= Consigne =
Poursuivez le texte ci-dessous sur la bande dessinée « Les coeurs de ferraille » à partir de sa dernière phrase.

= Texte fourni =
§ §
Je feuillette. Et je découvre que dans les Giga Spirou, il y a une BD qui est imprimée, au milieu du gros magazine, en entier. Je me dis que ça, c'est top.
Car je ne sais pas vous, mais moi, rien ne m'énerve plus que de commencer une BD dans un magazine, et sur une page, il est finalement écrit "à suivre dans le prochain numéro". Numéro que je n'achèterai peut-être pas, et me voila avec un bout d'histoire dont je ne sais que faire.
Là, pas de risque, c'était livré en entier.
"Les coeurs de ferraille". le titre me plait déjà beaucoup.
Sous titre: "Et si les robots avaient un coeur?"
Je commence ma lecture, toujours assise dans mes escaliers (vous êtes toujours la, dans cette vie palpitante?)
Et là, j'ai été littéralement absorbée. J'ai lu tout d'une traite, autant vous dire que j'aurais pu passer la serpillère trois fois et attendre à chaque fois que ça sèche.
Déjà, l'idée de placer l'histoire dans le sud des Etats-Unis, période Ségrégation, mais dans un environnement où les esclaves noirs de cette époque sont remplacés par des robots... ça m'a vachement plu. Ce décalage entre une époque placée visuellement (décors, costumes...) à la fin du 19ième siècle, et cette notion futuriste avec des robots techniquement très avancés, est une merveilleuse idée, cela fonctionne très bien.
Le dessin aussi. Cette planche où l'héroïne regarde les étoiles depuis le toit de sa maison avec sa nounou robot, c'est très beau.
Béka et
José Luis Munuera font passer beaucoup de choses au travers de l'histoire et des dessins.
§ §
= Données =

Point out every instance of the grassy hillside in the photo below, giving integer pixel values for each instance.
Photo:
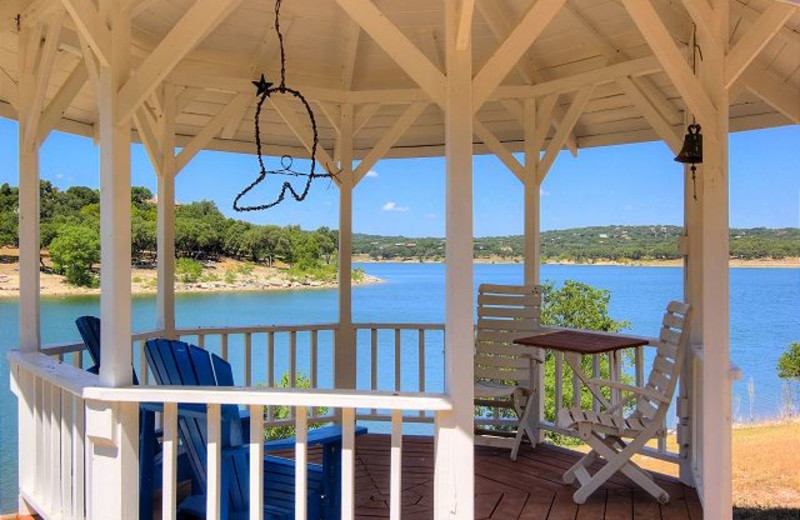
(588, 244)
§ §
= Réponse attendue =
Le message est clair: Les robots sont utilisés pour les tâches que les humains ne veulent pas faire, comme travailler dans les champs de coton, élever les enfants dans les familles riches. Et à la moindre incartade, ils sont détruits ou mis au rebut.
On comprend bien que les auteurs montrent ainsi à quel point les esclaves noirs étaient déshumanisés, considérés comme des objets. On arrive à éprouver de la tristesse pour le robot nounou remisé, alors qu'à l'époque, il n'y avait pas de compassion pour les esclaves.
Iséa regarde beaucoup le film
Cyrano de Bergerac (au travers d'un écran qu'elle déploie où elle veut, décalage technologique encore une fois avec l'époque à laquelle elle vit). Ce personnage va l'aider à interagir avec d'autres humains, et renforce cette idée d'acceptation de l'autre dans sa différence.
Enfin, la BD évoque également la relation mère-fille, dans l'idée que le destin de chaque enfant est façonné par sa relation primaire avec sa mère, et j'ai trouvé l'histoire émouvante.
Bref. J'ai beaucoup aimé. et je lorgne maintenant du côté du giga Spirou été 2024, voir s'ils ne publieraient pas par hasard le tome deux des "coeurs de ferraille"?
Edit: En me renseignant sur cette BD, je découvre un pan de l'histoire que je ne connaissais pas: le massacre de Tusla, évoqué dans la BD, a véritablement eu lieu, en 1921 aux US. Il est raconté en filigrane dans l'album, massacre des robots par des humains. Bravo aux auteurs, beaucoup de choses sont dites et transmises avec cette BD!